» **HOW TO COMPLETE THIS TASK**
Starting with the line that contains "Where can the commemorative", set down each line through the end of the entries below, exactly and with nothing added.

──────────

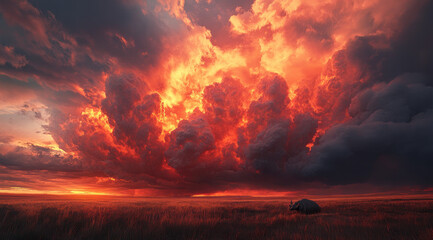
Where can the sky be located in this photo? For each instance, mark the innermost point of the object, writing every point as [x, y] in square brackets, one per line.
[207, 97]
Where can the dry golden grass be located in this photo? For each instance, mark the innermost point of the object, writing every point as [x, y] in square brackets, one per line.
[212, 218]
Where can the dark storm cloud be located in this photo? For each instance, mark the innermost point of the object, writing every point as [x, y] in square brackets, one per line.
[215, 15]
[389, 139]
[112, 28]
[36, 157]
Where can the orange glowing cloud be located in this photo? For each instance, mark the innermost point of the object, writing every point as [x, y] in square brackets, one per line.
[202, 97]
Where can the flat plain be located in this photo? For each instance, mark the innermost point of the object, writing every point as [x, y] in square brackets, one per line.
[62, 217]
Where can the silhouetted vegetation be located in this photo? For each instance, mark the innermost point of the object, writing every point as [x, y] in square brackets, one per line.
[219, 218]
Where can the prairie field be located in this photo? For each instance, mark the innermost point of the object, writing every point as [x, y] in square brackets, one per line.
[48, 217]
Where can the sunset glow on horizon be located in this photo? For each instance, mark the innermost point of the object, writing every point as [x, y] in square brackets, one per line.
[216, 98]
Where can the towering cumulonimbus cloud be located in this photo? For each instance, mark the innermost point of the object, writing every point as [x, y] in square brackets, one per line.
[192, 97]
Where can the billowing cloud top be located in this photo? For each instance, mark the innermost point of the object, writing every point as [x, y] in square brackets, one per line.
[192, 97]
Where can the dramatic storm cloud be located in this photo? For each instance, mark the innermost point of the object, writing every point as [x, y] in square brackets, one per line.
[199, 97]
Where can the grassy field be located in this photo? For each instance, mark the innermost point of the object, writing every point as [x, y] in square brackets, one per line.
[211, 218]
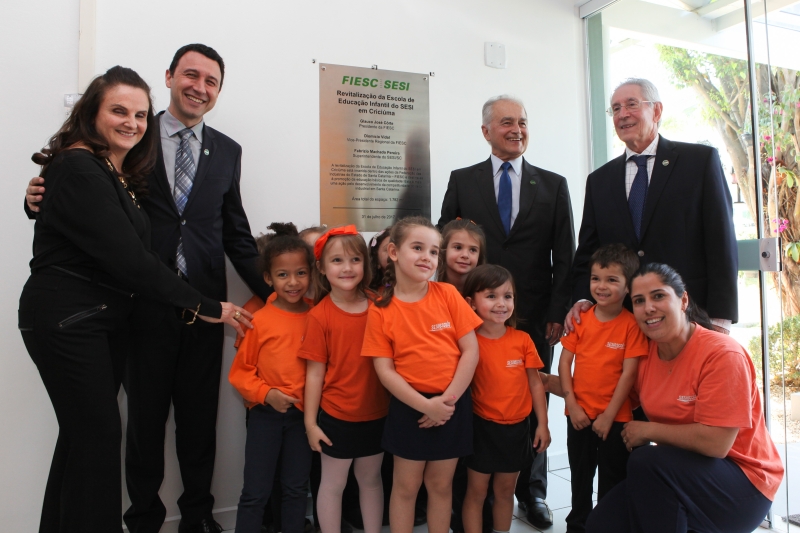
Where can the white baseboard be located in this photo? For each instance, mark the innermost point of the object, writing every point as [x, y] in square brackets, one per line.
[557, 461]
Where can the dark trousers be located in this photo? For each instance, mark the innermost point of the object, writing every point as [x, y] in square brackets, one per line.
[587, 452]
[271, 435]
[76, 334]
[532, 481]
[670, 490]
[171, 362]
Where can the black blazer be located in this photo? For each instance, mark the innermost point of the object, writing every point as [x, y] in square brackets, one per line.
[213, 222]
[687, 223]
[539, 249]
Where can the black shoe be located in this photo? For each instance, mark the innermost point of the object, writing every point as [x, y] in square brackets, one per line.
[206, 525]
[538, 513]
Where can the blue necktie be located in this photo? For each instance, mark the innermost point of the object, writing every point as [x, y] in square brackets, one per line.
[504, 197]
[184, 178]
[638, 194]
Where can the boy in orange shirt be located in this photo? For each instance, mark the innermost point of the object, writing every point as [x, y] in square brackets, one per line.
[605, 347]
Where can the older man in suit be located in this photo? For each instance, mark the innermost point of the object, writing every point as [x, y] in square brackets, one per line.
[526, 214]
[197, 218]
[666, 200]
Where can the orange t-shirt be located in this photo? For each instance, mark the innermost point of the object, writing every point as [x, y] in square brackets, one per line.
[253, 304]
[267, 357]
[600, 348]
[422, 337]
[351, 390]
[500, 389]
[713, 382]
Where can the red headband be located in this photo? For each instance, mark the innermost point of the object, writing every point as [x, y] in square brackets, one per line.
[342, 230]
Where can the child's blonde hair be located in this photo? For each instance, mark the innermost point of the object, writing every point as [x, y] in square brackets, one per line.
[355, 245]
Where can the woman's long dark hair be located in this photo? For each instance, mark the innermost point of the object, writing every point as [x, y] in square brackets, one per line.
[80, 128]
[669, 276]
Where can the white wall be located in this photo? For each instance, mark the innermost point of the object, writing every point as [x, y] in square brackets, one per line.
[269, 104]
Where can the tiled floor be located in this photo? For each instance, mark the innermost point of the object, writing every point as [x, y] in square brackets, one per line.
[558, 498]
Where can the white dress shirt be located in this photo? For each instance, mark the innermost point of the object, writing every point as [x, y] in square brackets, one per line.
[170, 141]
[630, 173]
[515, 173]
[631, 167]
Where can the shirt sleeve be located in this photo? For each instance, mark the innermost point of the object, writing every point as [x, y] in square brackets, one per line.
[532, 359]
[314, 346]
[463, 317]
[723, 391]
[244, 370]
[570, 341]
[376, 343]
[636, 345]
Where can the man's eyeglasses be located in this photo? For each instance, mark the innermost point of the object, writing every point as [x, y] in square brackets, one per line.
[632, 105]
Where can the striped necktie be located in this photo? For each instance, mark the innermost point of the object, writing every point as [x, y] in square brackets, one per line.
[184, 178]
[638, 194]
[504, 198]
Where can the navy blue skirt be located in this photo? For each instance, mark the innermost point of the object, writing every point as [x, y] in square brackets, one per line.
[500, 447]
[350, 439]
[403, 437]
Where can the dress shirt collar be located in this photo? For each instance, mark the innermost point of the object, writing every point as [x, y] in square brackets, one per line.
[516, 165]
[650, 150]
[172, 126]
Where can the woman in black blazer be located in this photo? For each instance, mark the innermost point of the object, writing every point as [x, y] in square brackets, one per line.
[91, 261]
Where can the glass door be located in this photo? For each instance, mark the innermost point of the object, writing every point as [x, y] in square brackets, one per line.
[714, 62]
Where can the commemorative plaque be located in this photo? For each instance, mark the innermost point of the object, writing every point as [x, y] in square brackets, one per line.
[374, 146]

──────────

» **WRITTEN SOLUTION**
Where can the commemorative plaque be located in this photo? For each instance, mark the innermost point of the object, writing every point as [x, y] in square brackets, one per line.
[374, 146]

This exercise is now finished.